There are some ambiguous cases, though. The Polish IPN law in its initial, very punitive version (which entered into force and was then immediately amended because of external pressure), was the result of a clear-cut top–down process, during which the government of the ruling “Law and Justice” party used the vehicle of a parliamentary initiative (of its own members of parliament) to speed up the legislative process and circumvent the requirement of broad consultations within the government and among the public. It restricted the opposition’s speaking time, and president Andrzej Duda immediately signed the law (then sending it to the Constitutional Court for scrutiny). 39 This happened because the government apparently feared the bill would not enjoy enough public support, which turned out only partially correct. But the bill also enjoyed considerable support from opposition MPs when parliament voted on it and a large (though not majoritarian part) of respondents in opinion polls also supported the bill. Forty percent of respondents were in favor of punishment for statements sullying the Polish state and nation (which the law foresaw) and an absolute majority of 53 percent urged the president to sign the bill, after parliament had approved it. 40
There are no opinion polls available about the Rwandan public’s attitude towards the law against “genocide ideology.” In the new Rwandan Constitution of 2003, the preamble stated the Government’s intentions to combat “genocide ideology.” In addition, the “law against genocide ideology” was a response to a study that the Rwandan Senate commissioned and that revealed the entrenchment of genocide ideology in Rwandan society. 41 There never was any grassroots initiative calling for the enactment of such a law, and the law can clearly be identified as supply-driven, similar to Israel’s Law on the Denial of the Holocaust (no. 5746-1986) of 1986, which includes sanctions of up to five years of imprisonment.

• [AVAILABLE DATA]
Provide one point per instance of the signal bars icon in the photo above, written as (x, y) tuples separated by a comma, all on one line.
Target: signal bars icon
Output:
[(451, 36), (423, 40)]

• [TASK DIRECTIONS]
In the passage on memory laws in Poland, Rwanda and Israel, what share of respondents urged the president to sign the Polish IPN bill after parliament approved it?

• [RIGHT ANSWER]
An absolute majority of 53 percent.